• RECORD SET:
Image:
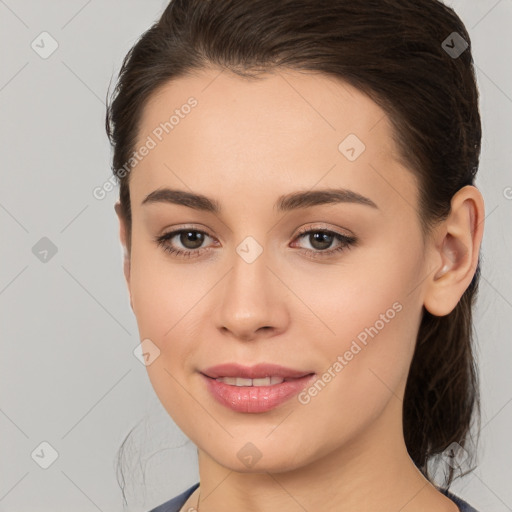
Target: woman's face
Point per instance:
(252, 287)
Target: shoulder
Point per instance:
(177, 502)
(463, 505)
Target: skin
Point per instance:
(245, 144)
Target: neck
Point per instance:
(372, 471)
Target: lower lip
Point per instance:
(256, 398)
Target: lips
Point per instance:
(258, 371)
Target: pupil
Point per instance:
(324, 238)
(192, 236)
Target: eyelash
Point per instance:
(346, 242)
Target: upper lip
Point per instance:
(257, 371)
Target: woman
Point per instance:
(302, 236)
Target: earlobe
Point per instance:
(455, 252)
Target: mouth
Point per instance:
(256, 389)
(262, 374)
(262, 381)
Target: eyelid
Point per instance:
(346, 241)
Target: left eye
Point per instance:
(192, 239)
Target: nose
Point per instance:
(251, 301)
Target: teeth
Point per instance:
(240, 381)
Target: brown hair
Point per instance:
(396, 52)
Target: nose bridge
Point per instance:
(250, 299)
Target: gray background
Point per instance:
(68, 373)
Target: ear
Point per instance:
(126, 253)
(455, 251)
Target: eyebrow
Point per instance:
(285, 203)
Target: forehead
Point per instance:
(288, 128)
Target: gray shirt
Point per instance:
(177, 502)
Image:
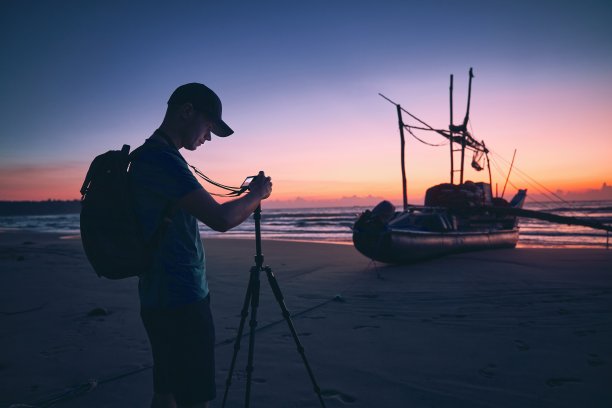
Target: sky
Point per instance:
(299, 83)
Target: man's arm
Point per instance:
(222, 217)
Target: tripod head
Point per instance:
(258, 255)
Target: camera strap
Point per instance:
(233, 191)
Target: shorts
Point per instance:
(183, 344)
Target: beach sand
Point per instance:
(504, 328)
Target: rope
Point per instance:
(408, 128)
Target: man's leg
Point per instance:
(163, 401)
(200, 405)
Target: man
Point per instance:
(174, 294)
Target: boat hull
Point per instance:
(403, 246)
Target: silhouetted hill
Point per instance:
(48, 207)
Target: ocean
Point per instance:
(333, 225)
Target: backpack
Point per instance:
(110, 232)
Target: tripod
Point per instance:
(252, 299)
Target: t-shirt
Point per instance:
(158, 176)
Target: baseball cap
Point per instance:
(203, 100)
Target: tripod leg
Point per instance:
(243, 315)
(253, 326)
(280, 299)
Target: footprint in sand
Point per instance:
(595, 360)
(382, 315)
(488, 371)
(335, 394)
(367, 295)
(561, 381)
(304, 334)
(583, 333)
(521, 345)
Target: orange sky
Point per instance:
(304, 102)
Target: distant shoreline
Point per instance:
(56, 207)
(49, 207)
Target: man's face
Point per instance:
(197, 131)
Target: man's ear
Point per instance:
(186, 111)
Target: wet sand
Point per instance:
(504, 328)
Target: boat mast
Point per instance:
(461, 129)
(464, 125)
(450, 137)
(509, 171)
(403, 146)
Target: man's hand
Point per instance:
(261, 186)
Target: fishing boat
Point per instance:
(458, 216)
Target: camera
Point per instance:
(247, 181)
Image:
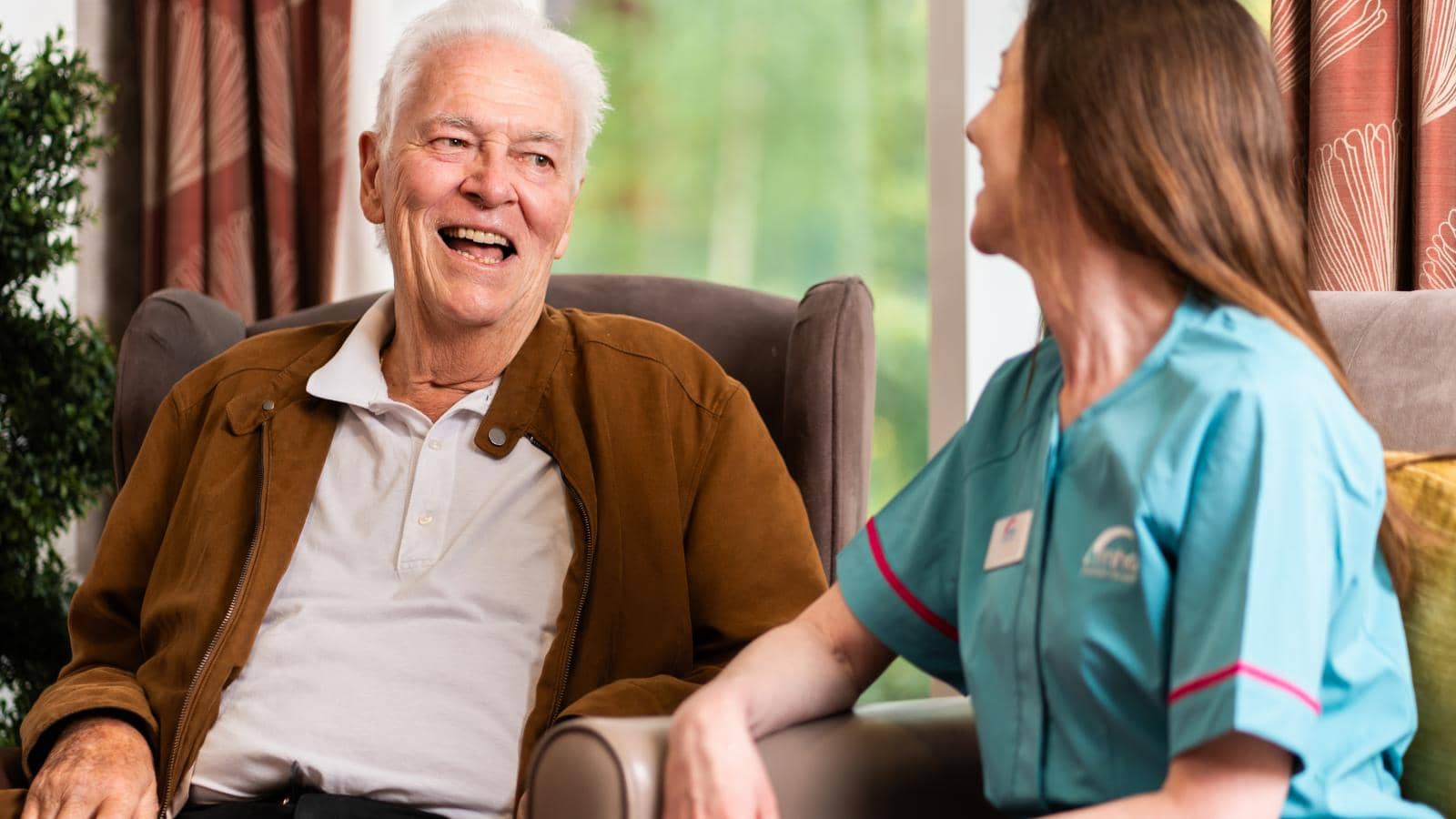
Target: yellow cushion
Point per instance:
(1426, 489)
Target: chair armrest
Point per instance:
(915, 758)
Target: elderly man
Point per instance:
(371, 562)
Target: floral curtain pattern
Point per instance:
(1372, 94)
(244, 118)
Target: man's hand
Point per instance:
(99, 767)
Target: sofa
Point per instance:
(921, 758)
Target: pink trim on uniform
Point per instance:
(931, 618)
(1241, 668)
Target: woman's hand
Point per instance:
(815, 665)
(713, 770)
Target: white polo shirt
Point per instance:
(399, 654)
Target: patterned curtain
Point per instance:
(1372, 92)
(244, 140)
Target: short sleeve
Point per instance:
(1259, 567)
(900, 573)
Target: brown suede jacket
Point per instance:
(691, 538)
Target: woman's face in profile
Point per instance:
(996, 135)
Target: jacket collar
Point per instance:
(252, 407)
(523, 385)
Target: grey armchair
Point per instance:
(921, 758)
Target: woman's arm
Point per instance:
(815, 665)
(1232, 775)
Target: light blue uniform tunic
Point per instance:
(1194, 554)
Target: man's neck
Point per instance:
(431, 368)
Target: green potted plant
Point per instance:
(57, 370)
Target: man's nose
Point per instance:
(488, 178)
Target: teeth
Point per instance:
(480, 237)
(477, 259)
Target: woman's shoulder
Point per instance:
(1252, 373)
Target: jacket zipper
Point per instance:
(586, 586)
(217, 636)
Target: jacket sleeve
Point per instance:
(106, 614)
(752, 562)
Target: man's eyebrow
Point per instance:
(543, 137)
(453, 121)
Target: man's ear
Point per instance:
(370, 196)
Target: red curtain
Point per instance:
(1372, 94)
(244, 118)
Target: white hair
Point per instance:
(507, 19)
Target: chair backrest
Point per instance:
(1400, 350)
(810, 368)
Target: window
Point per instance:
(772, 145)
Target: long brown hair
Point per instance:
(1176, 136)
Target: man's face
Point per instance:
(475, 189)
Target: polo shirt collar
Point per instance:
(354, 375)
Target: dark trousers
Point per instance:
(308, 806)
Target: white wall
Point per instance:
(982, 308)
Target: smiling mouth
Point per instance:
(480, 245)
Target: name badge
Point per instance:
(1008, 544)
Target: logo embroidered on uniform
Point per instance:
(1113, 555)
(1008, 544)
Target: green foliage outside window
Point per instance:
(56, 370)
(774, 145)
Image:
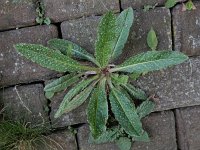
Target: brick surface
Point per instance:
(188, 125)
(15, 69)
(26, 103)
(16, 14)
(176, 87)
(160, 126)
(62, 10)
(83, 31)
(187, 33)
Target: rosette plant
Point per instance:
(107, 86)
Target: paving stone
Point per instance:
(26, 103)
(187, 33)
(176, 87)
(62, 10)
(16, 14)
(160, 126)
(15, 69)
(188, 125)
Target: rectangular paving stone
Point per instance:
(186, 26)
(188, 124)
(175, 87)
(61, 10)
(83, 31)
(16, 14)
(26, 103)
(160, 126)
(16, 69)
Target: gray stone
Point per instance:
(15, 69)
(160, 126)
(26, 103)
(186, 33)
(175, 87)
(61, 10)
(188, 124)
(16, 14)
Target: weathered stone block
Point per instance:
(16, 14)
(26, 103)
(176, 87)
(160, 126)
(188, 124)
(62, 10)
(186, 26)
(15, 69)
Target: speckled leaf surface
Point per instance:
(150, 61)
(97, 111)
(49, 58)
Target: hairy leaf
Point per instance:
(125, 113)
(150, 61)
(152, 40)
(105, 39)
(71, 49)
(124, 143)
(124, 22)
(145, 108)
(97, 111)
(49, 58)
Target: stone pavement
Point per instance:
(175, 124)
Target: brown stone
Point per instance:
(26, 103)
(160, 126)
(186, 26)
(61, 10)
(16, 14)
(15, 69)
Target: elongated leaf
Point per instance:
(71, 49)
(97, 111)
(60, 84)
(125, 113)
(71, 95)
(150, 61)
(152, 40)
(145, 108)
(124, 22)
(135, 92)
(49, 58)
(106, 39)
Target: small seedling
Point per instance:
(106, 85)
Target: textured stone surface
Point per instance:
(83, 31)
(26, 103)
(15, 69)
(188, 125)
(160, 126)
(176, 87)
(16, 14)
(187, 33)
(70, 9)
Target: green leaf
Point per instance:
(145, 108)
(170, 3)
(61, 84)
(106, 39)
(124, 22)
(71, 49)
(49, 58)
(150, 61)
(97, 111)
(135, 92)
(124, 143)
(108, 136)
(152, 40)
(72, 99)
(125, 113)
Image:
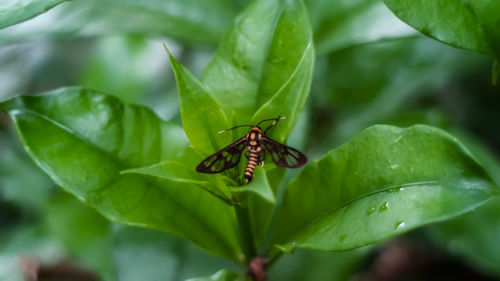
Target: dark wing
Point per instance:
(224, 159)
(282, 155)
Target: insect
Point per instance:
(257, 143)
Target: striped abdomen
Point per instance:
(253, 160)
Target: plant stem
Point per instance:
(245, 230)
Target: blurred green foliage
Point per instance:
(370, 68)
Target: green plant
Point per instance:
(137, 169)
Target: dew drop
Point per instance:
(399, 224)
(383, 207)
(343, 237)
(371, 210)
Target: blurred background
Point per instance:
(371, 69)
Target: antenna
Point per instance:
(275, 119)
(234, 128)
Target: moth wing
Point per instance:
(224, 159)
(282, 155)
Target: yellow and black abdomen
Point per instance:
(253, 160)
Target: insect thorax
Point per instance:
(253, 138)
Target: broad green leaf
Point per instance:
(342, 24)
(84, 233)
(201, 115)
(369, 84)
(83, 140)
(260, 203)
(157, 256)
(269, 42)
(383, 182)
(474, 236)
(471, 25)
(319, 266)
(14, 11)
(192, 21)
(21, 182)
(293, 94)
(496, 72)
(178, 172)
(221, 275)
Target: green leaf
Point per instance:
(192, 21)
(178, 172)
(259, 186)
(13, 11)
(267, 51)
(496, 73)
(201, 115)
(471, 25)
(260, 203)
(157, 256)
(342, 24)
(319, 266)
(221, 275)
(383, 182)
(83, 140)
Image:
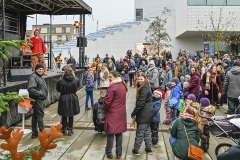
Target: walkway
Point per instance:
(87, 144)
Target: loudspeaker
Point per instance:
(19, 74)
(71, 65)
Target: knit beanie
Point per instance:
(192, 97)
(175, 80)
(39, 66)
(204, 102)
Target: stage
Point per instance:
(11, 117)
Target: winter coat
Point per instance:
(180, 146)
(89, 82)
(98, 113)
(115, 106)
(104, 82)
(68, 104)
(214, 88)
(194, 84)
(152, 75)
(231, 86)
(143, 109)
(175, 94)
(156, 102)
(37, 87)
(167, 78)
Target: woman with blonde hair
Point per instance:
(143, 112)
(104, 82)
(178, 139)
(68, 104)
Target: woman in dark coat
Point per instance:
(116, 114)
(143, 112)
(212, 85)
(194, 84)
(68, 104)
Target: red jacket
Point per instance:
(115, 106)
(38, 47)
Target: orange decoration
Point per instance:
(12, 138)
(46, 140)
(26, 104)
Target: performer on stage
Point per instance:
(38, 51)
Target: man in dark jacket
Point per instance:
(37, 88)
(231, 87)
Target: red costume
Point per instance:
(38, 50)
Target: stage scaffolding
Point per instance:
(22, 8)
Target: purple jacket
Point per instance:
(194, 84)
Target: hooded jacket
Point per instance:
(180, 146)
(68, 104)
(231, 85)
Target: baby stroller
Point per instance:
(224, 127)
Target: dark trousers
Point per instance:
(67, 123)
(143, 133)
(109, 145)
(154, 130)
(89, 95)
(232, 105)
(37, 117)
(131, 78)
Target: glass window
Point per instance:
(63, 29)
(233, 3)
(216, 2)
(196, 2)
(139, 14)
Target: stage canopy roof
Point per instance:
(54, 7)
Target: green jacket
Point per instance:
(180, 146)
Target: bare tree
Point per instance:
(157, 33)
(221, 29)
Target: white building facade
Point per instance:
(182, 25)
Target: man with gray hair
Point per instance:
(231, 87)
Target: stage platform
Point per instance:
(9, 118)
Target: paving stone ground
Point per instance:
(86, 144)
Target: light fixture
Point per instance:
(77, 24)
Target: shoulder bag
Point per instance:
(194, 153)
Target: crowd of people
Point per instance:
(182, 86)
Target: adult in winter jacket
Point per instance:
(37, 88)
(68, 105)
(231, 87)
(194, 84)
(143, 112)
(212, 85)
(116, 115)
(178, 138)
(152, 75)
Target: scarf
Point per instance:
(208, 81)
(187, 115)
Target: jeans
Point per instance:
(232, 105)
(109, 145)
(143, 133)
(89, 94)
(173, 114)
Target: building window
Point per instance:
(59, 38)
(63, 29)
(139, 14)
(53, 30)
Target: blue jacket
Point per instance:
(156, 102)
(175, 94)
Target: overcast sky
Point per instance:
(106, 12)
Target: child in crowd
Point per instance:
(205, 135)
(99, 113)
(157, 97)
(167, 120)
(174, 100)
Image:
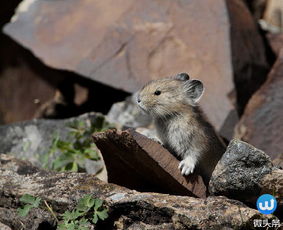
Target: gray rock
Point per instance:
(127, 209)
(31, 139)
(240, 171)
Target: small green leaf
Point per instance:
(24, 211)
(98, 204)
(102, 214)
(27, 198)
(95, 218)
(85, 203)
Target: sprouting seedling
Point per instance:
(78, 218)
(30, 202)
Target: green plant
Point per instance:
(77, 216)
(88, 210)
(30, 202)
(71, 154)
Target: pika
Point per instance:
(181, 125)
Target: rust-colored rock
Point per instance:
(134, 161)
(125, 43)
(248, 53)
(262, 124)
(276, 42)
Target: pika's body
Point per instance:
(180, 123)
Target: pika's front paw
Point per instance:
(186, 166)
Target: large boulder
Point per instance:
(126, 43)
(261, 124)
(244, 173)
(127, 209)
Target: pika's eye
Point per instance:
(157, 92)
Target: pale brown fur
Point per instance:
(180, 123)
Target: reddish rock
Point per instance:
(262, 124)
(250, 66)
(125, 43)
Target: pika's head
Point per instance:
(169, 96)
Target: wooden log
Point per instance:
(137, 162)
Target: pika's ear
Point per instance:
(194, 90)
(182, 77)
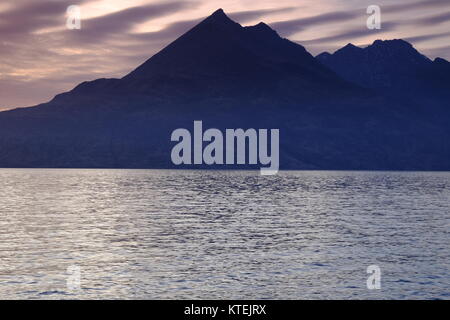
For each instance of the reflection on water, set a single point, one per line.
(155, 234)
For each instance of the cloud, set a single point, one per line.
(122, 22)
(290, 27)
(351, 34)
(434, 20)
(424, 4)
(28, 17)
(427, 37)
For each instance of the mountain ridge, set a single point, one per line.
(231, 76)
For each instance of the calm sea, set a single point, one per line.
(156, 234)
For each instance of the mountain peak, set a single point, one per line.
(219, 16)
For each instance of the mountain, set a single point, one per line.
(391, 66)
(230, 76)
(220, 57)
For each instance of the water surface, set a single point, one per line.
(156, 234)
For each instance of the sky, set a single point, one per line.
(40, 57)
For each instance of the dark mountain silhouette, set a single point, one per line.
(231, 76)
(390, 66)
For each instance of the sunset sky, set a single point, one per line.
(40, 57)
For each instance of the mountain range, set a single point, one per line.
(383, 107)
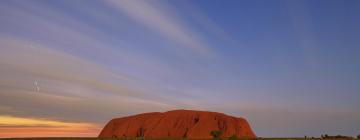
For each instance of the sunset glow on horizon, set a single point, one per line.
(31, 127)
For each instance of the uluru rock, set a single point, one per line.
(177, 124)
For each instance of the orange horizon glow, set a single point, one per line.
(11, 127)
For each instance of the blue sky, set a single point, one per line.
(290, 67)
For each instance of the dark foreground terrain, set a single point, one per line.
(69, 138)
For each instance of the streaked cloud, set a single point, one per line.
(11, 126)
(161, 20)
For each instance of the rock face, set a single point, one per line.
(177, 124)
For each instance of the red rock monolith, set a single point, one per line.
(177, 124)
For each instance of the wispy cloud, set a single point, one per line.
(157, 18)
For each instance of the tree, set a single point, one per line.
(216, 134)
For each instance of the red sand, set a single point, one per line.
(177, 124)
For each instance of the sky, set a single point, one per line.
(291, 68)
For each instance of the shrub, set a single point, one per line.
(216, 134)
(233, 137)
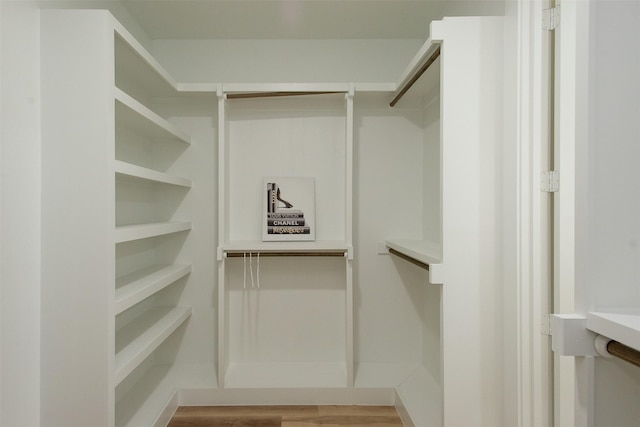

• WORK ORDER:
Figure out how many lines of the listing above include "seedling"; the answer is that number alone.

• EXERCISE RESULT:
2